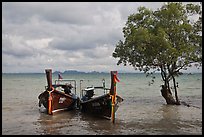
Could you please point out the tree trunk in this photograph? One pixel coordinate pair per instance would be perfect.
(176, 96)
(166, 93)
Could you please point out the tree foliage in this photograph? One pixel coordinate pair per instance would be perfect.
(168, 39)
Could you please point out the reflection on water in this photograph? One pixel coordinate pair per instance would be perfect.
(143, 111)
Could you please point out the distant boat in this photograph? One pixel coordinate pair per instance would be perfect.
(54, 98)
(104, 105)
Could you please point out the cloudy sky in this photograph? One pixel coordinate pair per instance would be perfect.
(63, 36)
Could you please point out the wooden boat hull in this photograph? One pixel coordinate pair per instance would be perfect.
(99, 106)
(59, 101)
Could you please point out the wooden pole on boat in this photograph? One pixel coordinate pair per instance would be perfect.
(113, 94)
(49, 89)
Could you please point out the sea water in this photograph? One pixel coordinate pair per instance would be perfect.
(143, 111)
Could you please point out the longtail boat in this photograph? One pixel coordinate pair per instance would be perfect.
(104, 105)
(54, 98)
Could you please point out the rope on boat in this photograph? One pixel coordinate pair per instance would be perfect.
(50, 101)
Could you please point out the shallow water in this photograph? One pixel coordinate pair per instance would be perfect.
(143, 111)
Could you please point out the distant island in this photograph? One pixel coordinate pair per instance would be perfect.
(78, 72)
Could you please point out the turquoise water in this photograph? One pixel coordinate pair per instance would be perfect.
(143, 110)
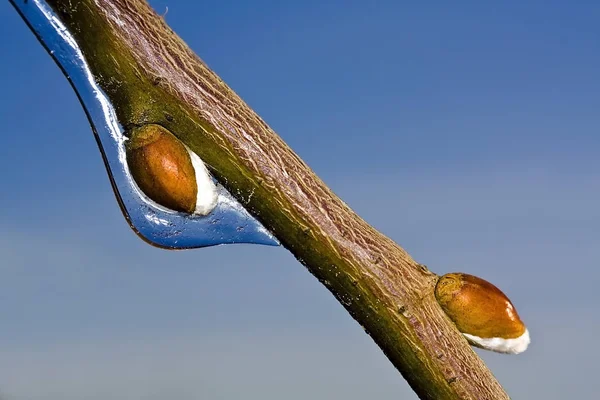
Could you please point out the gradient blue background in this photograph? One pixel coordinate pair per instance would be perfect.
(466, 132)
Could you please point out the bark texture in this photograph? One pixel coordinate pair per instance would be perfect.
(151, 76)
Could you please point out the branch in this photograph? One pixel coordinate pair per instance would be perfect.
(151, 76)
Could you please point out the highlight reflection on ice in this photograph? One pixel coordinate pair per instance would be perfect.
(229, 222)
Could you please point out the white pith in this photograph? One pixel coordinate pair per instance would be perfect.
(206, 198)
(501, 345)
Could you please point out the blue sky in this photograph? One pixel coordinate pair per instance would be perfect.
(467, 133)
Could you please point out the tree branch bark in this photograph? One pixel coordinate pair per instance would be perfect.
(151, 76)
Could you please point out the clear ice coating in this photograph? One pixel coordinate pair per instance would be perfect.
(228, 223)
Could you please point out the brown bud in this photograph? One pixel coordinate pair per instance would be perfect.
(482, 313)
(162, 167)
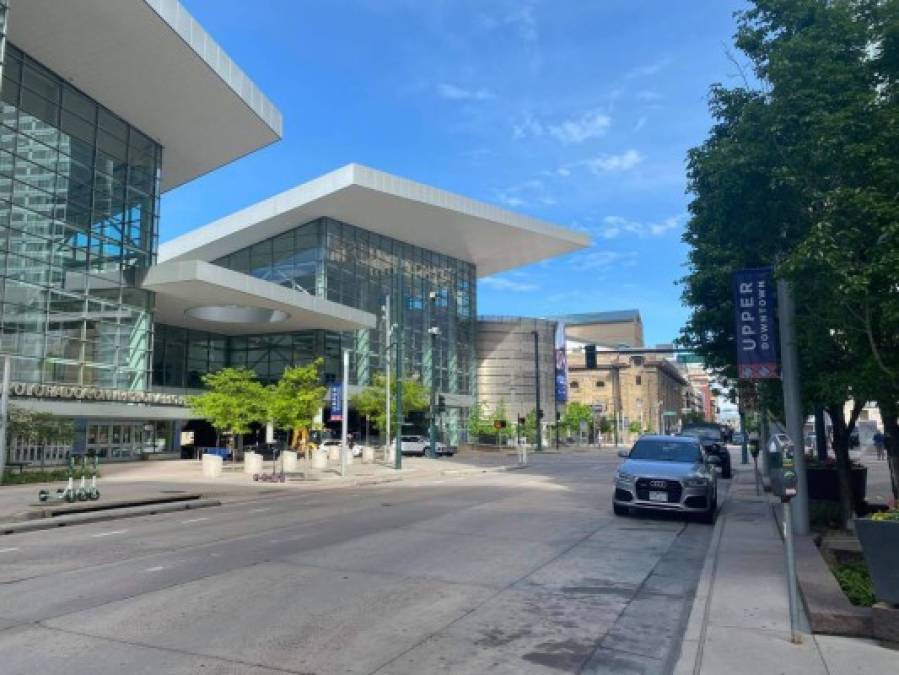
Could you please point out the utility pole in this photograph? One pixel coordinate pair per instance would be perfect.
(433, 331)
(398, 448)
(4, 413)
(388, 333)
(793, 402)
(538, 412)
(344, 417)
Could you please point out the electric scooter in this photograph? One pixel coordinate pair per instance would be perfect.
(274, 476)
(62, 495)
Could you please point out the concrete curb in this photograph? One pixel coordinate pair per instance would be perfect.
(690, 659)
(100, 516)
(489, 469)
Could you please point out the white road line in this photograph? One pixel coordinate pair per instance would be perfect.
(109, 534)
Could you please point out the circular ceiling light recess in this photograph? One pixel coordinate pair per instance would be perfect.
(236, 314)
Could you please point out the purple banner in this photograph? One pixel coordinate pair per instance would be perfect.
(755, 309)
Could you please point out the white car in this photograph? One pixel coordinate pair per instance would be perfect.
(355, 448)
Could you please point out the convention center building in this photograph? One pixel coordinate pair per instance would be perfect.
(107, 105)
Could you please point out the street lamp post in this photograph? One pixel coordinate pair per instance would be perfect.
(433, 331)
(398, 448)
(537, 411)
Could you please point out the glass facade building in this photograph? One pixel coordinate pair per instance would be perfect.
(78, 220)
(352, 266)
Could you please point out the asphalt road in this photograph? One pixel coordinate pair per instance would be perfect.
(520, 572)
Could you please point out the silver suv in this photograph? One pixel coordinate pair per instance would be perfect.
(667, 473)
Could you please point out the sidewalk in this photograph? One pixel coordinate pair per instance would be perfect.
(740, 617)
(142, 480)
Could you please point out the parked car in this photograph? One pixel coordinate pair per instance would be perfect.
(709, 435)
(667, 473)
(442, 449)
(413, 445)
(355, 448)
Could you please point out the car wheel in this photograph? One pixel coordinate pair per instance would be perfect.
(708, 517)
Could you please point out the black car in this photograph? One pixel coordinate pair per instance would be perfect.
(713, 443)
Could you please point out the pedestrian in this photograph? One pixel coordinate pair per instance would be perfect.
(879, 443)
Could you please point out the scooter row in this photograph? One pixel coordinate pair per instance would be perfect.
(85, 491)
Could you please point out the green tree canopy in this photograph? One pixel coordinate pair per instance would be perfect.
(296, 399)
(235, 400)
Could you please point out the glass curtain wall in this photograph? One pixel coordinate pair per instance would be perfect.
(78, 221)
(359, 268)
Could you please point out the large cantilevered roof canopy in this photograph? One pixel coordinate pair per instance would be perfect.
(490, 237)
(202, 296)
(151, 63)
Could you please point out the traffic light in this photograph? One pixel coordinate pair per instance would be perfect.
(590, 356)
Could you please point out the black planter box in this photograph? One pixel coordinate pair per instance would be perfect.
(824, 484)
(880, 546)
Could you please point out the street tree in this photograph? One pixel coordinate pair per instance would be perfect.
(370, 401)
(575, 414)
(234, 400)
(295, 401)
(799, 171)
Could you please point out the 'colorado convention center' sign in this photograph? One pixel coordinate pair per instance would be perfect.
(755, 310)
(77, 393)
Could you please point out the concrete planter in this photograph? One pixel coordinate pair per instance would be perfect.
(880, 545)
(319, 459)
(212, 466)
(289, 461)
(824, 485)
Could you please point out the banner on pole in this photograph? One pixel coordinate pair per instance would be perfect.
(755, 310)
(335, 395)
(561, 378)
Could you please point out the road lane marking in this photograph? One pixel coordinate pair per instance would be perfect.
(109, 534)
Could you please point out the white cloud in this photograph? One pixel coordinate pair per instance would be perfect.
(529, 192)
(614, 163)
(648, 96)
(649, 69)
(453, 92)
(530, 126)
(599, 260)
(502, 284)
(616, 226)
(589, 125)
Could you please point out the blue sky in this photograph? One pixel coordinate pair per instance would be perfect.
(577, 112)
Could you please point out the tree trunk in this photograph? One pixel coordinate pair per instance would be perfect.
(889, 411)
(841, 433)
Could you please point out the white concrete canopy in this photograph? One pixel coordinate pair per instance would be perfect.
(184, 286)
(490, 237)
(152, 64)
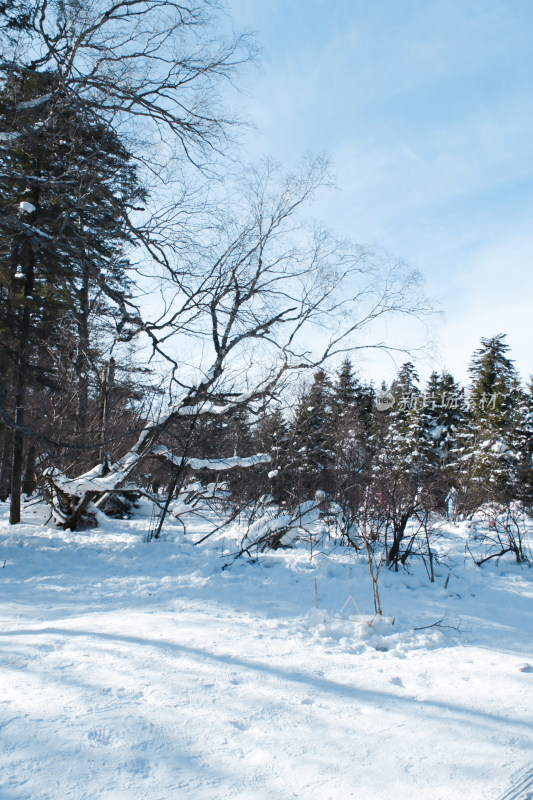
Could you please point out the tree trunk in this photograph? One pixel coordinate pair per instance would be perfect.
(21, 376)
(28, 485)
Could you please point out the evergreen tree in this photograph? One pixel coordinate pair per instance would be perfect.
(496, 401)
(312, 438)
(66, 187)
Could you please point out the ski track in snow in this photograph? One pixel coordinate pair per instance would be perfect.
(521, 786)
(144, 671)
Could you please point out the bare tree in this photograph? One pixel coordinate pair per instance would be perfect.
(260, 298)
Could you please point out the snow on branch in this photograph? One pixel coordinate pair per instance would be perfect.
(215, 464)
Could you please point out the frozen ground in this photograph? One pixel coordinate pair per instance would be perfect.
(131, 670)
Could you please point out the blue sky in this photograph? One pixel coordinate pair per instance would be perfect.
(426, 111)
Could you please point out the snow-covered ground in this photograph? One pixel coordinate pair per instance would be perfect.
(143, 670)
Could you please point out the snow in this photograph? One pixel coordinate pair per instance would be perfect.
(36, 101)
(26, 208)
(214, 464)
(9, 136)
(145, 670)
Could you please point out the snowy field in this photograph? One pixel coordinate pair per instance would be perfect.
(133, 670)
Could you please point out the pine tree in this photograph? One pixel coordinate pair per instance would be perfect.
(495, 399)
(66, 187)
(401, 479)
(312, 439)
....
- About this exercise
An exact copy of the lines from the one holding "Could you please point out the snow-covered" through the end of the data is the whole answer.

- Response to this task
Could you please point out the snow-covered ground in this photograph? One pixel coordinate pair per instance would be perfect.
(143, 670)
Could you please point out the snow in this photograph? One pixel coordinate pair per instance would be perfect.
(36, 101)
(26, 208)
(214, 464)
(9, 136)
(145, 670)
Could you please point out the snowy field in this photograph? One pixel coordinate pair per instance would be perfect.
(133, 670)
Could you please point out the pine tree in this photograph? One pixel coordinate pair per instance would be perfect.
(495, 399)
(66, 187)
(401, 479)
(312, 439)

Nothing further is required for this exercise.